AIM OF THE EXERCISE = Copy out every line of the records below word for word, leaving out the pictures.

* Start DATA SHOWN *

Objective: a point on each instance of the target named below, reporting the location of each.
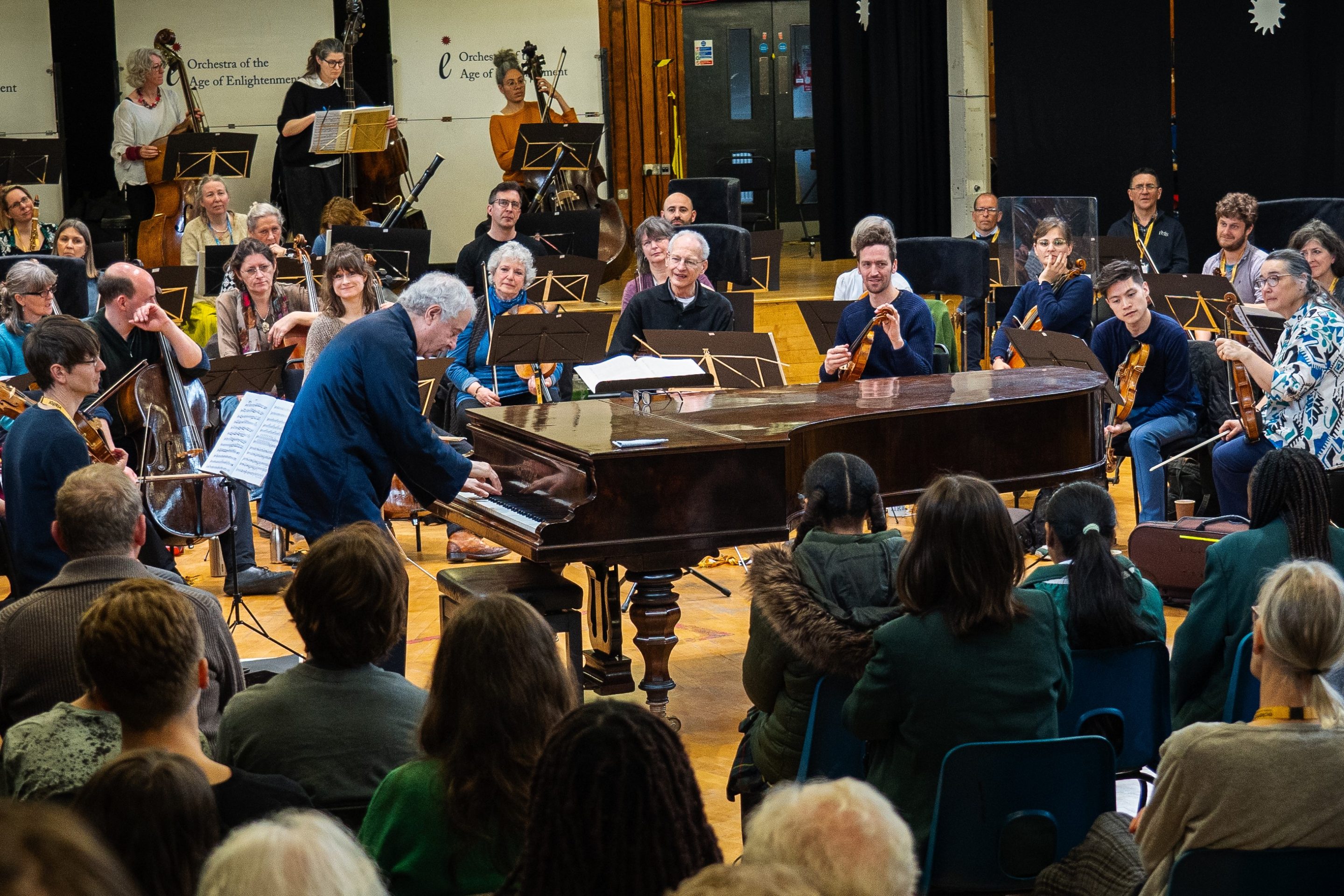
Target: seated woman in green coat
(973, 658)
(813, 609)
(452, 824)
(1291, 520)
(1103, 597)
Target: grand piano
(726, 469)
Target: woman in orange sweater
(509, 76)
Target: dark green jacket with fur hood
(813, 610)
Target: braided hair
(615, 769)
(1101, 612)
(840, 488)
(1291, 484)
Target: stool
(549, 593)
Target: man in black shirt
(679, 303)
(504, 209)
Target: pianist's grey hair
(437, 288)
(517, 252)
(297, 852)
(139, 65)
(690, 234)
(264, 210)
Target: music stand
(733, 359)
(31, 161)
(1046, 348)
(566, 279)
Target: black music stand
(31, 161)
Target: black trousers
(140, 201)
(307, 190)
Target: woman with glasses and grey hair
(1303, 383)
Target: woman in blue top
(1062, 305)
(510, 271)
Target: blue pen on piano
(637, 442)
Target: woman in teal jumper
(973, 658)
(1291, 520)
(813, 609)
(1103, 597)
(452, 823)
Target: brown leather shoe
(464, 546)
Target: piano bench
(553, 595)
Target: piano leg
(605, 668)
(655, 613)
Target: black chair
(730, 252)
(757, 178)
(717, 201)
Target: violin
(1033, 320)
(862, 346)
(1127, 383)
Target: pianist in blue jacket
(358, 420)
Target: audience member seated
(842, 836)
(143, 651)
(158, 814)
(1273, 784)
(101, 525)
(651, 259)
(74, 241)
(296, 854)
(813, 610)
(1324, 253)
(746, 880)
(216, 225)
(479, 385)
(678, 210)
(613, 766)
(973, 658)
(1291, 520)
(850, 284)
(679, 303)
(454, 821)
(1104, 600)
(503, 211)
(902, 344)
(49, 851)
(28, 294)
(335, 723)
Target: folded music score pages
(251, 438)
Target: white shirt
(850, 285)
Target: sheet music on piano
(251, 438)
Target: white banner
(241, 58)
(28, 88)
(444, 69)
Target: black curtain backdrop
(1082, 100)
(1257, 113)
(881, 98)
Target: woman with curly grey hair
(143, 116)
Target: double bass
(175, 201)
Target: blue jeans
(1233, 465)
(1146, 444)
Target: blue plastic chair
(1242, 687)
(1006, 811)
(828, 749)
(1131, 686)
(1252, 872)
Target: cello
(175, 201)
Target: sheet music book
(251, 438)
(339, 131)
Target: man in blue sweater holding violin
(902, 342)
(1166, 398)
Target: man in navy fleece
(1167, 397)
(902, 346)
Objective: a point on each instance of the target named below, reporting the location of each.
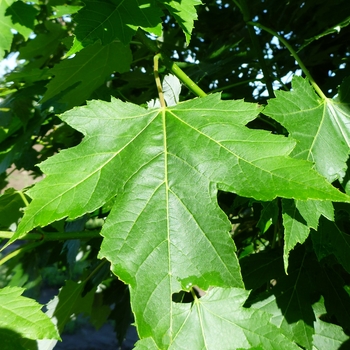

* End DATA SHOWN *

TASK ANSWER =
Objective: a point on each instance of the target named below, reporting the location of each.
Target: seated woman in green coat
(973, 658)
(813, 609)
(452, 824)
(1291, 520)
(1103, 597)
Target: grand piano
(726, 469)
Target: woman in orange sweater
(509, 76)
Target: dark green jacket with fur hood
(813, 610)
Target: braided hair
(615, 769)
(1101, 612)
(840, 488)
(1291, 484)
Target: stool
(549, 593)
Target: man in black shirt
(679, 303)
(504, 209)
Target: pianist's grey hair
(437, 288)
(517, 252)
(297, 852)
(139, 65)
(690, 234)
(264, 210)
Target: music stand
(733, 359)
(31, 161)
(1046, 348)
(566, 279)
Target: black music stand
(31, 161)
Target: black trousers
(140, 201)
(307, 190)
Target: woman with glasses and grey hair
(1303, 383)
Target: woman in blue top
(1062, 305)
(510, 271)
Target: blue pen on piano
(637, 442)
Target: woman in teal jumper
(973, 658)
(1291, 520)
(813, 609)
(1103, 597)
(452, 823)
Target: brown leather shoe
(464, 546)
Target: piano bench
(553, 595)
Target: piano leg
(605, 668)
(655, 613)
Target: black chair
(730, 252)
(757, 178)
(717, 201)
Target: violin
(1033, 320)
(862, 346)
(1127, 383)
Target: pianist in blue jacket
(358, 420)
Target: audience member seated
(842, 836)
(143, 651)
(158, 814)
(1273, 784)
(101, 525)
(651, 259)
(74, 241)
(296, 854)
(813, 610)
(1324, 253)
(746, 880)
(216, 225)
(479, 385)
(678, 210)
(613, 766)
(973, 658)
(1291, 520)
(850, 284)
(679, 303)
(454, 821)
(1104, 600)
(503, 211)
(902, 344)
(49, 851)
(28, 294)
(335, 723)
Target: folded music score pages
(251, 438)
Target: white shirt
(850, 285)
Target: sheet music on piano
(251, 438)
Target: white banner
(241, 58)
(28, 88)
(444, 69)
Target: black curtain backdrop
(1082, 100)
(1257, 113)
(881, 98)
Target: woman with curly grey hair
(143, 116)
Target: double bass
(175, 201)
Target: blue jeans
(1233, 465)
(1146, 444)
Target: blue plastic chair
(1242, 687)
(1006, 811)
(828, 749)
(1131, 686)
(1252, 872)
Target: cello
(175, 201)
Target: sheet music book
(251, 438)
(339, 131)
Target: man in blue sweater holding violin
(902, 342)
(1166, 398)
Target: man in navy fleece
(1167, 397)
(902, 346)
Objective: a point on each instance of the target named below, reporting the location of each.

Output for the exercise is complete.